■ **Texto fuente**:

.....

La presidenta de la Comisión, Navi Pillay, recordó que estos actos cumplen con cuatro de los cinco criterios de genocidio establecidos en la Convención de 1948 y en el Estatuto de Roma: matar, causar graves lesiones físicas o mentales, someter a condiciones de vida que lleven a la destrucción del grupo, e impedir nacimientos. La conclusión es clara: existe intención genocida.

Ya pasaron 11 meses desde que la Corte Penal Internacional emitió órdenes de arresto contra el primer ministro Benjamin Netanyahu y el exministro de Defensa Yoav Gallant, acusándolos de crímenes de guerra y de lesa humanidad. La decisión se sustenta en pruebas sobre el uso del hambre como método de guerra, los ataques intencionales contra la población civil y una política sistemática de destrucción en Gaza. Sin embargo, el efecto de estas órdenes se diluye frente al papel de EU, que lejos de apoyar el derecho internacional, decidió sancionar a jueces y fiscales de la Corte que avalaron las investigaciones contra líderes israelíes.

Con esta medida, el gobierno de Donald Trump asume un rol de protector político, no basado en principios jurídicos, sino en su influencia como potencia. Su intervención garantiza impunidad a las más altas autoridades de Israel.

El contraste histórico es inevitable. Tras el Holocausto, los juicios de Núremberg sentaron las bases de los derechos humanos modernos y del compromiso internacional de no permitir crímenes de exterminio. Hoy, esas mismas lecciones parecen ignorarse. Mientras se condenó el genocidio contra el pueblo judío, la comunidad internacional duda en aplicar el mismo estándar frente al sufrimiento del pueblo palestino. El Estatuto de Roma es explícito: el genocidio no requiere interpretaciones amplias ni excepciones políticas.

Si se cumplen los actos tipificados —como los documentados en Gaza— la obligación es investigar, juzgar y sancionar. No hacerlo significa aceptar que las normas internacionales son selectivas y que la justicia depende de la voluntad de las potencias. La comunidad internacional enfrenta una disyuntiva: sostener el “nunca más” como un compromiso real o reducirlo a un lema vacío. La credibilidad del derecho internacional depende de ello.

.....

■ **Datos registrados**:
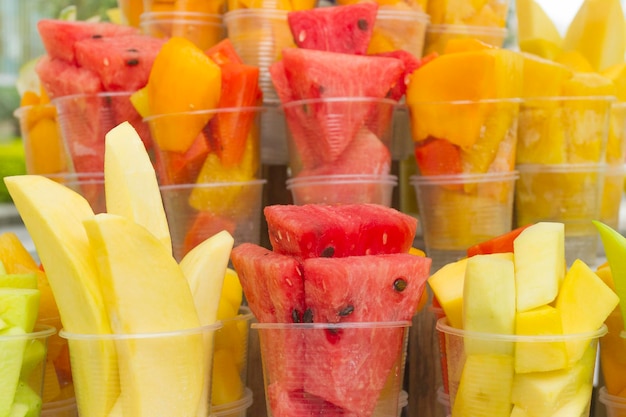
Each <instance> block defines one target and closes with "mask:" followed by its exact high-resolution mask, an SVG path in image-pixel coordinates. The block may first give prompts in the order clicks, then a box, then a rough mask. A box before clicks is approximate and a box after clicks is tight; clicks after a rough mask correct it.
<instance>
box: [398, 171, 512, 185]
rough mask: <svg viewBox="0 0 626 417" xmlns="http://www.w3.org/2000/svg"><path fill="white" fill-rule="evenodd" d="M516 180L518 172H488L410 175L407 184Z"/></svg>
mask: <svg viewBox="0 0 626 417" xmlns="http://www.w3.org/2000/svg"><path fill="white" fill-rule="evenodd" d="M518 178H519V172H518V171H510V172H488V173H482V174H454V175H412V176H411V177H409V183H410V184H412V185H441V184H466V183H471V184H474V183H485V182H505V181H513V180H517V179H518Z"/></svg>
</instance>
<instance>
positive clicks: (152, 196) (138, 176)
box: [104, 122, 172, 251]
mask: <svg viewBox="0 0 626 417" xmlns="http://www.w3.org/2000/svg"><path fill="white" fill-rule="evenodd" d="M104 189H105V196H106V206H107V212H108V213H111V214H118V215H120V216H124V217H126V218H128V219H129V220H132V221H134V222H136V223H138V224H140V225H142V226H144V227H145V228H146V229H148V230H149V231H150V232H151V233H152V234H153V235H154V236H156V237H157V239H159V240H160V241H161V243H162V244H163V246H164V247H165V248H166V249H168V250H170V251H171V250H172V239H171V237H170V231H169V226H168V224H167V218H166V216H165V209H164V208H163V200H162V199H161V192H160V191H159V184H158V182H157V178H156V174H155V171H154V168H153V167H152V162H150V158H149V157H148V154H147V153H146V149H145V147H144V144H143V142H142V141H141V137H139V135H138V134H137V132H136V131H135V129H134V128H133V127H132V125H131V124H130V123H128V122H124V123H122V124H120V125H119V126H116V127H115V128H113V129H112V130H111V131H109V132H108V133H107V134H106V136H105V157H104Z"/></svg>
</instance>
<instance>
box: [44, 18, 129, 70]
mask: <svg viewBox="0 0 626 417" xmlns="http://www.w3.org/2000/svg"><path fill="white" fill-rule="evenodd" d="M37 30H38V31H39V36H40V37H41V41H42V43H43V46H44V48H45V50H46V52H47V53H48V55H50V56H51V57H53V58H58V59H63V60H65V61H68V62H71V63H74V62H75V51H74V46H75V44H76V42H78V41H80V40H83V39H90V38H91V39H97V38H106V37H112V36H120V35H129V34H136V33H139V31H138V30H137V29H136V28H133V27H130V26H125V25H116V24H113V23H108V22H84V21H69V20H60V19H42V20H40V21H39V22H37Z"/></svg>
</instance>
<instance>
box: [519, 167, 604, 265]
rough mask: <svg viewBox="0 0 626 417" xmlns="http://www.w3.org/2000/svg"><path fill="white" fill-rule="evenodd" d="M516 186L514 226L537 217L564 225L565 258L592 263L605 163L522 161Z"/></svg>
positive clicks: (603, 175)
mask: <svg viewBox="0 0 626 417" xmlns="http://www.w3.org/2000/svg"><path fill="white" fill-rule="evenodd" d="M517 169H518V171H519V179H518V180H517V184H516V187H515V220H516V226H522V225H526V224H531V223H537V222H540V221H551V222H560V223H563V224H564V225H565V260H566V262H567V265H571V264H572V263H573V262H574V260H576V259H581V260H582V261H583V262H585V263H586V264H587V265H595V264H596V260H597V250H598V231H597V229H596V228H595V226H594V225H593V223H592V220H597V219H599V218H600V213H601V211H600V210H601V205H602V192H603V187H604V183H605V175H606V169H607V167H606V164H602V163H601V164H598V163H590V164H552V165H542V164H522V165H518V166H517Z"/></svg>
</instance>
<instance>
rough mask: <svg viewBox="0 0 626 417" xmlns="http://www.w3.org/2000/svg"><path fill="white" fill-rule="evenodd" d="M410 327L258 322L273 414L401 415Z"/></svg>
mask: <svg viewBox="0 0 626 417" xmlns="http://www.w3.org/2000/svg"><path fill="white" fill-rule="evenodd" d="M409 326H410V323H409V322H342V323H253V324H252V328H253V329H256V330H257V331H258V332H259V339H260V348H261V357H262V360H263V372H264V382H265V396H266V403H267V412H268V416H269V417H304V416H311V415H317V416H336V415H355V416H397V415H398V412H399V407H400V401H399V399H400V393H401V391H402V382H403V374H404V366H405V359H406V348H407V341H408V330H409ZM383 341H384V342H383Z"/></svg>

.....

■ **Tareas por realizar**:
A - ¿Puedes resumir en forma de lista el párrafo del texto fuente que comienza con «Ya pasaron 11 meses» sin perder sus datos principales?
B - Según el texto fuente, ¿quién preside la Comisión?
C - Imprime del texto fuente todo lo que va desde «La presidenta de» hasta «existe intención genocida.», sin cambios.

■ **Respuesta por tarea**:
A -
- Hace 11 meses, la Corte Penal Internacional emitió órdenes de arresto contra el primer ministro Benjamin Netanyahu y el exministro de Defensa Yoav Gallant por crímenes de guerra y de lesa humanidad.
- Las órdenes se basan en pruebas del uso del hambre como método de guerra, de ataques intencionales contra la población civil y de una política sistemática de destrucción en Gaza.
- Su efecto se diluye porque EU sancionó a jueces y fiscales de la Corte que avalaron las investigaciones contra líderes israelíes.

B - Navi Pillay.

C -
La presidenta de la Comisión, Navi Pillay, recordó que estos actos cumplen con cuatro de los cinco criterios de genocidio establecidos en la Convención de 1948 y en el Estatuto de Roma: matar, causar graves lesiones físicas o mentales, someter a condiciones de vida que lleven a la destrucción del grupo, e impedir nacimientos. La conclusión es clara: existe intención genocida.